▶ _Given task_:
Put every line of the records below into a Markdown table with two columns, "Number" for the row number and "Line" for the line itself. Leave out blank lines.

═══ Extracted records ═══

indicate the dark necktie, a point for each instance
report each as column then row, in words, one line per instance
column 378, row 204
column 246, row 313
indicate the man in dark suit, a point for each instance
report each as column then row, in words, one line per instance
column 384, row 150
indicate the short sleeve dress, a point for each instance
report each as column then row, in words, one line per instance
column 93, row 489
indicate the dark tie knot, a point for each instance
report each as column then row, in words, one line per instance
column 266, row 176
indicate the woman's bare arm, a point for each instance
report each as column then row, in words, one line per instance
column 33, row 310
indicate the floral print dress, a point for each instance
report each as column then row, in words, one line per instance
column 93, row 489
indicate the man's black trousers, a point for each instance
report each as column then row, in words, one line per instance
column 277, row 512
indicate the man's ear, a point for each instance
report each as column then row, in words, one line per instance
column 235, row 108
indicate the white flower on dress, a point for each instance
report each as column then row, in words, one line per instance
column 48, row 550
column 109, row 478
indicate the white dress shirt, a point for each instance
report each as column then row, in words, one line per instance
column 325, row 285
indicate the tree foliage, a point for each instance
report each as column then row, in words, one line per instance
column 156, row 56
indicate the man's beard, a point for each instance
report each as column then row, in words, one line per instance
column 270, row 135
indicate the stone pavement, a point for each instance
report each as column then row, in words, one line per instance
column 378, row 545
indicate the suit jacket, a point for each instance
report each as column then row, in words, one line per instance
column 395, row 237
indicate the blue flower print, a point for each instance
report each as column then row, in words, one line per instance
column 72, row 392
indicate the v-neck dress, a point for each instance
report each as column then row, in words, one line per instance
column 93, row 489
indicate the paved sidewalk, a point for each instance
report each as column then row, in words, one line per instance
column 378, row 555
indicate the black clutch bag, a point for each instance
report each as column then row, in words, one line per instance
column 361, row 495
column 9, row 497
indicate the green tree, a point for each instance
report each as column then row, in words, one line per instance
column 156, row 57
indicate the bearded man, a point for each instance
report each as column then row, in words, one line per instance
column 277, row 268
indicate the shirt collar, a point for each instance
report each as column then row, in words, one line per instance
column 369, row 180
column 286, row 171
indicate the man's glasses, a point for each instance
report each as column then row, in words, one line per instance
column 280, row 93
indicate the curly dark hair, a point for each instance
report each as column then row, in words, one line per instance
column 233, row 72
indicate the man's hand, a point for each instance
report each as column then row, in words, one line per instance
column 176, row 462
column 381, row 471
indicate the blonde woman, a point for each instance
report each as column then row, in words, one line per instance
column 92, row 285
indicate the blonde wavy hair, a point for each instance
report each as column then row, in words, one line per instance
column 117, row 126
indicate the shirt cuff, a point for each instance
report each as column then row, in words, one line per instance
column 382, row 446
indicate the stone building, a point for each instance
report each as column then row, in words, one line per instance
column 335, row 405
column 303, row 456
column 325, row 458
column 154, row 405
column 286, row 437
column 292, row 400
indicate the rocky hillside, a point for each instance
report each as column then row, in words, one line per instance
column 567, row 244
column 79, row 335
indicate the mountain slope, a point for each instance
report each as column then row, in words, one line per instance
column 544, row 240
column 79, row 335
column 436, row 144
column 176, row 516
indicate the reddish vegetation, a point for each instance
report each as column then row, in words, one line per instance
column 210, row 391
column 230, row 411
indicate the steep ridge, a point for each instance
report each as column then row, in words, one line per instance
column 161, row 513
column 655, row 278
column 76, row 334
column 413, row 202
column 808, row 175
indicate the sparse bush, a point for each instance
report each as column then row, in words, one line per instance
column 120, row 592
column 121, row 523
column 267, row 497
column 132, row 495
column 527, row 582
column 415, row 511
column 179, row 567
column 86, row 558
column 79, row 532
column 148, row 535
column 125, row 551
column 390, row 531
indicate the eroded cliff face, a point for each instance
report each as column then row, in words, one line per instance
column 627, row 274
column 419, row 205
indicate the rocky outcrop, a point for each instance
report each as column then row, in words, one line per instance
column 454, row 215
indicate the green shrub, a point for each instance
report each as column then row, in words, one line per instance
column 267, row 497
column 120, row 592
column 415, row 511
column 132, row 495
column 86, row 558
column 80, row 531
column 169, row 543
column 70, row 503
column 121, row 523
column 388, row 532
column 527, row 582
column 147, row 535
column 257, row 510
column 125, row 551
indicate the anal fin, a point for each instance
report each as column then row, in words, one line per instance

═══

▶ _Expected answer_:
| Number | Line |
|---|---|
| 1 | indicate the dark necktie, a point for each instance |
| 2 | report each as column then row, in words, one line per instance |
| 3 | column 378, row 204 |
| 4 | column 246, row 313 |
| 5 | indicate the man in dark suit, a point for each instance |
| 6 | report each as column then row, in words, one line per instance |
| 7 | column 384, row 150 |
| 8 | indicate the short sleeve dress, a point for each instance |
| 9 | report each as column then row, in words, one line per instance |
| 10 | column 93, row 489 |
| 11 | indicate the dark tie knot, a point for each instance |
| 12 | report each as column then row, in words, one line per instance |
| 13 | column 266, row 176 |
| 14 | indicate the woman's bare arm, a point for each instance |
| 15 | report each as column then row, in words, one line per instance |
| 16 | column 33, row 310 |
| 17 | indicate the floral print dress, a point for each instance |
| 18 | report each as column then row, in words, one line per instance |
| 19 | column 93, row 489 |
| 20 | indicate the man's black trousers, a point for each instance |
| 21 | report each as column then row, in words, one line per instance |
| 22 | column 277, row 512 |
| 23 | indicate the man's ear, a point for each instance |
| 24 | report each as column then row, in words, one line per instance |
| 25 | column 235, row 108 |
| 26 | indicate the white flower on dress, a point for each instance |
| 27 | report each as column then row, in words, one line per instance |
| 28 | column 48, row 550 |
| 29 | column 109, row 478 |
| 30 | indicate the white dress shirt, a point for each instance |
| 31 | report each as column then row, in words, one line per instance |
| 32 | column 325, row 285 |
| 33 | indicate the tree foliage, a point for each instance |
| 34 | report each as column then row, in words, one line per instance |
| 35 | column 156, row 56 |
| 36 | indicate the man's beard, a point for each instance |
| 37 | report each as column then row, in words, one line per instance |
| 38 | column 270, row 135 |
| 39 | indicate the stone pavement, a point for each instance |
| 40 | report each as column then row, in words, one line per instance |
| 41 | column 378, row 545 |
| 42 | indicate the suit jacket, a point for each instance |
| 43 | report each as column then row, in words, one line per instance |
| 44 | column 395, row 237 |
| 45 | indicate the blue flower print, a point for each instance |
| 46 | report each as column then row, in words, one line per instance |
| 47 | column 72, row 392 |
| 48 | indicate the v-neck dress, a point for each instance |
| 49 | report each as column then row, in words, one line per instance |
| 50 | column 93, row 489 |
| 51 | indicate the paved sidewalk, a point for each instance |
| 52 | report each as column then row, in words, one line per instance |
| 53 | column 378, row 555 |
| 54 | indicate the black clutch bag, a point for each instance |
| 55 | report each as column then row, in words, one line per instance |
| 56 | column 361, row 495 |
| 57 | column 9, row 497 |
| 58 | indicate the green tree, a point for each instance |
| 59 | report each as column then row, in words, one line per instance |
| 60 | column 156, row 57 |
| 61 | indicate the bearded man, a point for each instance |
| 62 | report each as column then row, in words, one line per instance |
| 63 | column 277, row 268 |
| 64 | indicate the shirt collar, a point for each instance |
| 65 | report each as column then row, in words, one line per instance |
| 66 | column 369, row 180 |
| 67 | column 286, row 171 |
| 68 | indicate the man's glasses, a point for each instance |
| 69 | report each as column then row, in words, one line per instance |
| 70 | column 280, row 93 |
| 71 | indicate the curly dark hair, a point for each instance |
| 72 | report each as column then row, in words, one line per instance |
| 73 | column 233, row 72 |
| 74 | indicate the man's hand, a point for each instance |
| 75 | report each as column then row, in words, one line per instance |
| 76 | column 176, row 462 |
| 77 | column 381, row 471 |
| 78 | indicate the blonde woman, a point for each instance |
| 79 | report each as column then row, in words, one line per instance |
| 80 | column 92, row 285 |
| 81 | indicate the blonde wavy hair, a point for each instance |
| 82 | report each as column then row, in words, one line per instance |
| 83 | column 117, row 126 |
| 84 | indicate the shirt cuff, a point for each instance |
| 85 | report each as column then row, in words, one line per instance |
| 86 | column 382, row 446 |
| 87 | indicate the stone building, a point for each instance |
| 88 | report each as column then row, in words, one line per instance |
| 89 | column 335, row 405 |
| 90 | column 303, row 456 |
| 91 | column 325, row 458 |
| 92 | column 154, row 405 |
| 93 | column 286, row 437 |
| 94 | column 292, row 400 |
| 95 | indicate the rocky hillside, a point for each instance |
| 96 | report each as column then row, in words, one line per instance |
| 97 | column 567, row 244 |
| 98 | column 79, row 335 |
| 99 | indicate the mountain slope, a point for each instance |
| 100 | report each as column then row, in words, one line per instance |
| 101 | column 544, row 240 |
| 102 | column 79, row 335 |
| 103 | column 436, row 144 |
| 104 | column 176, row 516 |
| 105 | indicate the reddish vegetation, a point for each instance |
| 106 | report each as column then row, in words, one line per instance |
| 107 | column 210, row 391 |
| 108 | column 230, row 411 |
| 109 | indicate the steep ridge, a point for each instance |
| 110 | report each as column then row, in words, one line per instance |
| 111 | column 161, row 513 |
| 112 | column 655, row 278 |
| 113 | column 76, row 334 |
| 114 | column 413, row 202 |
| 115 | column 808, row 175 |
| 116 | indicate the sparse bush, a point for each instance |
| 117 | report each as column then row, in words, one line per instance |
| 118 | column 120, row 592 |
| 119 | column 121, row 523 |
| 120 | column 267, row 497 |
| 121 | column 132, row 495 |
| 122 | column 527, row 582 |
| 123 | column 415, row 511 |
| 124 | column 179, row 567 |
| 125 | column 86, row 558 |
| 126 | column 79, row 532 |
| 127 | column 148, row 535 |
| 128 | column 125, row 551 |
| 129 | column 390, row 531 |
| 130 | indicate the eroded cliff face, a point for each instance |
| 131 | report each as column then row, in words, one line per instance |
| 132 | column 627, row 274 |
| 133 | column 419, row 205 |
| 134 | indicate the rocky outcrop, a point for each instance |
| 135 | report each as column then row, in words, one line per instance |
| 136 | column 454, row 215 |
| 137 | indicate the green shrub, a point for each instance |
| 138 | report each as column then row, in words, one line per instance |
| 139 | column 267, row 497 |
| 140 | column 120, row 592 |
| 141 | column 415, row 511 |
| 142 | column 132, row 495 |
| 143 | column 86, row 558 |
| 144 | column 80, row 531 |
| 145 | column 169, row 543 |
| 146 | column 70, row 503 |
| 147 | column 121, row 523 |
| 148 | column 388, row 532 |
| 149 | column 527, row 582 |
| 150 | column 147, row 535 |
| 151 | column 257, row 510 |
| 152 | column 125, row 551 |
| 153 | indicate the anal fin, a point for each instance |
| 154 | report each as column then row, in words, one line per instance |